→ CONSIGNE
Reprenez le texte sur la régulation de la location meublée touristique et poursuivez-le à partir de sa dernière phrase.

**** TEXTE FOURNI ****

– Une chronique rédigée par Celia Serge, Dirigeante de la société Synaxis, Spécialiste de l’achat / vente de commercialité à Bordeaux –
Locations de logements via les plateformes type Airbnb, Booking, Abritel, Homeaway, etc. : êtes-vous en infraction sans le savoir ?
Si la location meublée a le vent en poupe, la location meublée touristique l’a encore davantage avec un nombre toujours croissant de logements proposés via les différentes plateformes spécialisées.
Ce modèle serait-il cependant victime de son succès ?
Une réponse positive semble s’imposer de prime abord, car les capitales régionales ayant adopté des délibérations dites « anti-airbnb » se sont multipliées ces derniers mois afin de réguler ce type de location. C’est ainsi que les villes de Bordeaux, Nice et Lyon notamment se sont placées dans le sillage de celle de Paris afin d’instaurer des procédures spécifiques visant à contrôler les mises sur le marché de telles locations.

**** DONNÉES FOURNIES ****

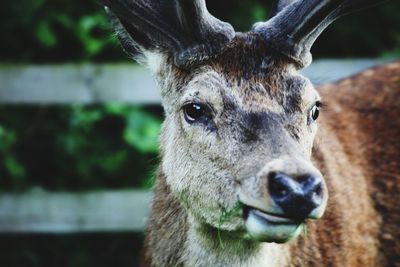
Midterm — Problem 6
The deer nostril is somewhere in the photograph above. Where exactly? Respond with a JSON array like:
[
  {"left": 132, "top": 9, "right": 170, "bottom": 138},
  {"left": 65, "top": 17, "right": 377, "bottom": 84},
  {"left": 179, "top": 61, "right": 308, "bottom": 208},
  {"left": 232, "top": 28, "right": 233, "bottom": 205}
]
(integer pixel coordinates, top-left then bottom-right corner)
[
  {"left": 268, "top": 173, "right": 290, "bottom": 198},
  {"left": 268, "top": 173, "right": 324, "bottom": 220},
  {"left": 314, "top": 183, "right": 322, "bottom": 197}
]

****

→ RÉPONSE ATTENDUE
Pour la seule ville de Paris, 80% des annonces Airbnb seraient illégales et un montant d’amendes record de 1,38 M€ a été infligé pour la période courant du 1er janvier 2018 au 15 août 2018.
Quelles sont précisément les locations concernées par ces procédures spécifiques ?
Ces procédures spécifiques, applicables de plein droit dans les villes de plus de 200.000 habitants ainsi que celles des départements des Hauts-de-Seine, de la Seine-Saint-Denis et du Val-de-Marne, consistent à ce que les changements d’usage de locaux destinés à l’habitation soient soumis à une autorisation préalable de la municipalité (articles L631-7 et suivants du Code de la construction et de l’habitation).
L’usage d’un local est une notion factuelle consistant à apprécier ce à quoi il est utilisé (habitation, bureau, commerce, hôtel, etc.), et il y a donc changement d’usage chaque fois que cette utilisation varie (installation d’un bureau dans un appartement, transformation d’une caserne en hôtel, etc.).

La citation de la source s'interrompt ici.